Exercise description —
Rewrite the lines below as a JSON list of strings, with one string per line and no blank lines. Leave the pictures out.

<<<<

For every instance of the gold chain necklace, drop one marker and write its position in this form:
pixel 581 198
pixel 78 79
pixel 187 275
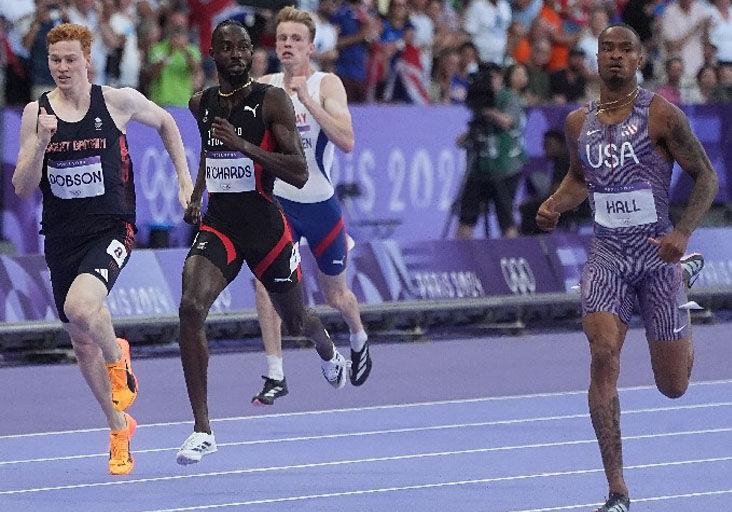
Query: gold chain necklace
pixel 616 104
pixel 228 94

>>>>

Result for this task —
[
  "For every instance of the gold chain necklace, drop one marker and write its position in this form:",
  "pixel 581 198",
  "pixel 78 79",
  "pixel 187 275",
  "Query: gold chain necklace",
  "pixel 616 104",
  "pixel 228 94"
]